Copy out the data below. Keep every word as it is.

* [PROVIDED DATA]

-- Opening Marker --

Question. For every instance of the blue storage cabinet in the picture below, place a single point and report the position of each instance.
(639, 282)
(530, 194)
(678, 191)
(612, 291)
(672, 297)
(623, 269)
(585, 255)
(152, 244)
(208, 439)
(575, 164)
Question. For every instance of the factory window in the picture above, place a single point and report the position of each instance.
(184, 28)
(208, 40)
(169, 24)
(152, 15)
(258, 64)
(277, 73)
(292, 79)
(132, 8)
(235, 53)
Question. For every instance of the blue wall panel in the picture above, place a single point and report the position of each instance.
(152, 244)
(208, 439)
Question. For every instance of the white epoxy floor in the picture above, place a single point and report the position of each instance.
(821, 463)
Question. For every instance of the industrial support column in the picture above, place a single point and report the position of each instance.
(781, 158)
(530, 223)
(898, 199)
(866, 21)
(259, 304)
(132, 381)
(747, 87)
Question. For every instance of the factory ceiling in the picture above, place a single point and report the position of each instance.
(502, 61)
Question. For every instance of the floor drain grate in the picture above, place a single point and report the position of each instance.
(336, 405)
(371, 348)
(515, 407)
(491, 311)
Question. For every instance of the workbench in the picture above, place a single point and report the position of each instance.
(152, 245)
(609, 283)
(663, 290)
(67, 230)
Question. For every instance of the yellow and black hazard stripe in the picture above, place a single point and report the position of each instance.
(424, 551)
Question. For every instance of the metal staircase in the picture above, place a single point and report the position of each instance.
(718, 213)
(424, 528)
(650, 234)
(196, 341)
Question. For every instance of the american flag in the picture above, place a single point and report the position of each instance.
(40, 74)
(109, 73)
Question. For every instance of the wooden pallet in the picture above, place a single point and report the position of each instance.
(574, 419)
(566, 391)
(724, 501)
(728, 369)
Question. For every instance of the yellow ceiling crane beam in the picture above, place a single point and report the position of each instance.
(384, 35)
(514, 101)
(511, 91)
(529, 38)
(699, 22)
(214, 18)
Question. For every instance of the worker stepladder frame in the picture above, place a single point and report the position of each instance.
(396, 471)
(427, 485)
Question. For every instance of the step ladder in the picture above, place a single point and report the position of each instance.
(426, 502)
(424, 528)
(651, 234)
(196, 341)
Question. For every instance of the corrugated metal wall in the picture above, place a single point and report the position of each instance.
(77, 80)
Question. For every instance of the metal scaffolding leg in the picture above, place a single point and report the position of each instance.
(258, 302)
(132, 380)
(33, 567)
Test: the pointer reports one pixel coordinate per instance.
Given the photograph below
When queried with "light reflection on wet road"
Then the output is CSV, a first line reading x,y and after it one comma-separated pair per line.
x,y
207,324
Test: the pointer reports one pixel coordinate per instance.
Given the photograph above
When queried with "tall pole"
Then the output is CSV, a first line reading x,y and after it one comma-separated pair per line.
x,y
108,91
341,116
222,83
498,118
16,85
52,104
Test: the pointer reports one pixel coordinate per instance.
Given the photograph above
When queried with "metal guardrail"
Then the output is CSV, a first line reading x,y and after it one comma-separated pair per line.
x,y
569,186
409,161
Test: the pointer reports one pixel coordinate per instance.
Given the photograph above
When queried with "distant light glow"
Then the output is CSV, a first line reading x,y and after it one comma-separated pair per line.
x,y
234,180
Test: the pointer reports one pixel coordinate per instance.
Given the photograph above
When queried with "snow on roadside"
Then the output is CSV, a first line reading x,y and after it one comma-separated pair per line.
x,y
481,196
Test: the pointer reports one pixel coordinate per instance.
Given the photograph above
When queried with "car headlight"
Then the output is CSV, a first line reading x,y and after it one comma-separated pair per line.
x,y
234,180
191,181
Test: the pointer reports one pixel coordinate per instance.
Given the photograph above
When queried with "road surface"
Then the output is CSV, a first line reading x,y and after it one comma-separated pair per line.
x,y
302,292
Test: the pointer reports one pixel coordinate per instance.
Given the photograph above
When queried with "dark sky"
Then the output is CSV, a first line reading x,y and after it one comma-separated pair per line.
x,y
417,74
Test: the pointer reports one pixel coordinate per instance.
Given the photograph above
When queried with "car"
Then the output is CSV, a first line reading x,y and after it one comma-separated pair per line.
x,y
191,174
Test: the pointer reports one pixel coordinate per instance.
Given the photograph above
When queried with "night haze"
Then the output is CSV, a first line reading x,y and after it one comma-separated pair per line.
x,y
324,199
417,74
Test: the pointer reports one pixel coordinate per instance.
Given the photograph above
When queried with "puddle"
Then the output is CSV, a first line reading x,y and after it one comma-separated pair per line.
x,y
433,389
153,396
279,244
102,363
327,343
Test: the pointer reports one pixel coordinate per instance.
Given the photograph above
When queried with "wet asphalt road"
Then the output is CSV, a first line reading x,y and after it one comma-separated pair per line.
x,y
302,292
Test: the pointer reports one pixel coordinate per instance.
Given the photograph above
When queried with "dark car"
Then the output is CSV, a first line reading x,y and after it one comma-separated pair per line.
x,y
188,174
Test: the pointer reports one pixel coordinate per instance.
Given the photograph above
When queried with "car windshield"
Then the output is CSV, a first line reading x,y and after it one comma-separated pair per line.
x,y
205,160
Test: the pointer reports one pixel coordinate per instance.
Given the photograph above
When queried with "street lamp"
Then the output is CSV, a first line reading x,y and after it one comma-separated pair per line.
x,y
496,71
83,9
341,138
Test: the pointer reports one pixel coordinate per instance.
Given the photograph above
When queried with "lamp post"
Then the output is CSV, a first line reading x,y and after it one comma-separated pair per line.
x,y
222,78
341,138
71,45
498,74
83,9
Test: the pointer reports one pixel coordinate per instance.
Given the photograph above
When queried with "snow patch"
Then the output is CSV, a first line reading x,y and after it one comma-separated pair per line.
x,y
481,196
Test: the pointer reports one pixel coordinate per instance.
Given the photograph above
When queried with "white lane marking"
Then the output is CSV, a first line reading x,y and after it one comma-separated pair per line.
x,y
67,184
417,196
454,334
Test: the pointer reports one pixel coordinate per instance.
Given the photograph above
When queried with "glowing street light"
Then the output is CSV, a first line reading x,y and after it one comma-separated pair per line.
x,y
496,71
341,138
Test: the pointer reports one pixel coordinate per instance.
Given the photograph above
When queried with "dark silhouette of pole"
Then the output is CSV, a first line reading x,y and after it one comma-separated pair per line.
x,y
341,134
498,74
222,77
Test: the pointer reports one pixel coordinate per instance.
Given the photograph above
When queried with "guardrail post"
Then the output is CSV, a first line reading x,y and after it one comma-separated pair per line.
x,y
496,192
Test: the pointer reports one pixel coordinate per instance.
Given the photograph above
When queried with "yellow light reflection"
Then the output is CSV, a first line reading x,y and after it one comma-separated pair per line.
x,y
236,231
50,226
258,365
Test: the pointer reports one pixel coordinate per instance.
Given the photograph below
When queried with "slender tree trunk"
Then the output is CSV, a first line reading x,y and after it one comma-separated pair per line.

-- Closing Marker --

* [TASK ANSWER]
Question. For every instance of the blue storage cabinet in the picture below, place a single point and report the position of each instance.
(639, 282)
(530, 194)
(678, 191)
(612, 291)
(672, 297)
(623, 269)
(585, 255)
(152, 244)
(208, 439)
(575, 164)
Question. For every instance of the factory window in the picture above, place a single point and report the position of each instance.
(184, 28)
(208, 40)
(169, 24)
(152, 15)
(258, 64)
(277, 73)
(292, 79)
(132, 8)
(235, 53)
Question. For every instance of the blue wall panel in the picture above, place a single point and report the position of each instance.
(152, 244)
(208, 439)
Question. For every instance of the white epoxy floor in the picture above, place a single point and report the position of each instance.
(821, 463)
Question. For every instance of the industrial support column in the picture above, place a single point and report the position of each instance.
(781, 158)
(530, 223)
(898, 199)
(866, 21)
(259, 304)
(132, 381)
(747, 87)
Question. For every instance of the factory ceiling in the picture above, place a single point and report the position of each instance.
(502, 61)
Question. For every instance of the floor drain grate in the picture above, place a single point and report the position of each instance.
(336, 405)
(371, 348)
(515, 407)
(491, 311)
Question. For every instance of the workbench in the picture above, place a single point and report the position of each instance.
(152, 245)
(609, 283)
(663, 290)
(67, 230)
Question. For every instance of the yellow and black hazard stripe in the picture above, place a single point and report the position of each instance.
(424, 551)
Question. For every instance of the metal staircase in the picture above, place a single point and report the position of each instance.
(718, 213)
(424, 528)
(650, 234)
(196, 341)
Question. For every instance of the american flag in the picture above, place a single point and report the position of each instance.
(40, 74)
(109, 73)
Question. For every instance of the wooden pallet in the picture above, place a single point and report the position of each instance.
(574, 419)
(566, 391)
(724, 501)
(728, 369)
Question. For every instance of the yellow ceiling crane beam in the picture above, place a single point and report the position of each instance.
(384, 35)
(514, 101)
(511, 91)
(529, 38)
(699, 22)
(214, 18)
Question. For every instance of the worker stepladder frame in the picture above, place a single point and report the position of each instance.
(396, 471)
(427, 485)
Question. For every instance of the step ladder in the picture above, place a single point and report the position of each instance.
(426, 502)
(424, 528)
(651, 234)
(196, 341)
Question. For every instance of the corrugated metal wall in the picture above, place a single point and report the position of each instance.
(77, 80)
Question. For every instance of the metal scaffolding leg in the picture above, place a single point and report the position of each instance.
(258, 302)
(132, 380)
(33, 567)
Test: the pointer reports one pixel coordinate per instance.
Given the photograph below
When queried with "light reflection on wet road"
Then the output is CSV, a first line reading x,y and after it one comma-separated pair per line.
x,y
207,324
Test: the pointer reports one pixel coordinate per instance.
Given the photograph above
When queried with "tall pole"
Then the output is CSV, a first line reading x,y and after it one comma-separated pair per line.
x,y
108,91
341,116
222,83
498,118
16,85
52,104
Test: the pointer reports one pixel coordinate per instance.
Given the photograph above
When queried with "metal guardrail"
Then the output is CSV, a first line reading x,y and after it one comma-separated pair per line.
x,y
569,186
409,161
Test: the pointer reports one pixel coordinate per instance.
Given the photograph above
When queried with "distant light glow"
Then the output is CSV, a first line reading x,y and after it one comma-separated pair per line.
x,y
234,180
Test: the pointer reports one pixel coordinate per instance.
Given the photograph above
When queried with "snow on roadside"
Then the output is CSV, a first line reading x,y and after it one comma-separated pair per line.
x,y
481,196
Test: the pointer reports one pixel coordinate per instance.
Given the photograph above
When queried with "car headlight"
Then the output is CSV, a first line reading x,y and after it one comma-separated pair per line.
x,y
234,180
191,181
Test: the pointer reports one pixel coordinate per instance.
Given the photograph above
When queried with "road surface"
Then the output is CSV, a first line reading x,y and after it one comma-separated pair per line.
x,y
302,292
Test: the pointer reports one pixel coordinate per instance.
Given the photograph above
When queried with "dark sky"
Then the output is CSV, a first line reading x,y and after it one comma-separated pair per line.
x,y
417,74
Test: the pointer reports one pixel coordinate per instance.
Given the photograph above
When queried with "car"
Then the output is CSV, a first line reading x,y and after it one comma-separated pair per line.
x,y
191,174
Test: the pointer reports one pixel coordinate per instance.
Given the photograph above
When queried with "night haze"
Then the output is CSV, a first line reading x,y and after it one comma-separated pair per line.
x,y
324,199
417,74
Test: the pointer reports one pixel coordinate per instance.
Given the photograph above
When queried with "puddle"
Then the output is CSV, a first line reading x,y and after it one comma-separated pair per line.
x,y
433,389
153,396
279,244
102,363
327,343
Test: the pointer reports one pixel coordinate per instance.
Given the photograph above
When queried with "wet asphalt road"
Then the output is CSV, a first line reading x,y and after it one comma-separated pair per line.
x,y
302,292
Test: the pointer reports one pixel coordinate per instance.
Given the photograph above
When queried with "dark car"
Then the output is CSV, a first line reading x,y and after it one comma-separated pair per line.
x,y
188,174
Test: the pointer reports one pixel coordinate per instance.
Given the photograph above
When queried with "car windshield"
Then the output is CSV, a first line reading x,y and after it one comma-separated pair per line.
x,y
205,160
Test: the pointer reports one pixel coordinate per instance.
Given the photograph above
When queried with "street lamp"
Then the output is CSV, a first line reading x,y and after it one comma-separated pair per line.
x,y
496,71
83,9
341,138
Test: the pointer reports one pixel coordinate per instance.
Given the photograph above
When queried with "lamp post"
Then the output is CSV, a first line reading x,y and after it one comma-separated pair per line.
x,y
222,78
341,138
71,45
498,74
83,9
Test: the pointer reports one pixel coordinate per instance.
Given the photograph above
When queried with "snow patch"
Then the output is CSV, a first line reading x,y and after it one comma-separated pair per line.
x,y
481,196
Test: the pointer reports one pixel coordinate per instance.
Given the photograph above
When queried with "white lane marking"
Then the output is CSV, a first line reading x,y and after it one comma-separated pair per line.
x,y
67,184
417,196
454,334
Test: the pointer reports one pixel coordinate per instance.
Given the photograph above
When queried with "glowing street light"
Then the output is CSV, a first line reading x,y and after it one comma-separated pair per line.
x,y
496,71
341,138
Test: the pointer reports one pixel coordinate per instance.
Given the photograph above
When queried with "dark silhouette of pole"
Then the output is CSV, a first line reading x,y and after it one comma-separated pair per line.
x,y
341,134
498,74
222,77
Test: the pointer reports one pixel coordinate per instance.
Given the photograph above
When queried with "guardrail post"
Then the output is CSV, a first line reading x,y and after it one comma-separated pair per line.
x,y
496,192
Test: the pointer reports one pixel coordinate per instance.
Given the photograph above
When queried with "yellow light reflection"
Then the output is CSV, a first line reading x,y and after it one comma-separated pair per line.
x,y
236,231
50,226
258,365
Test: the pointer reports one pixel coordinate per instance.
Given the photograph below
When queried with "slender tree trunk"
Then the output is CSV, a first line reading x,y and after it one comma-separated pair per line.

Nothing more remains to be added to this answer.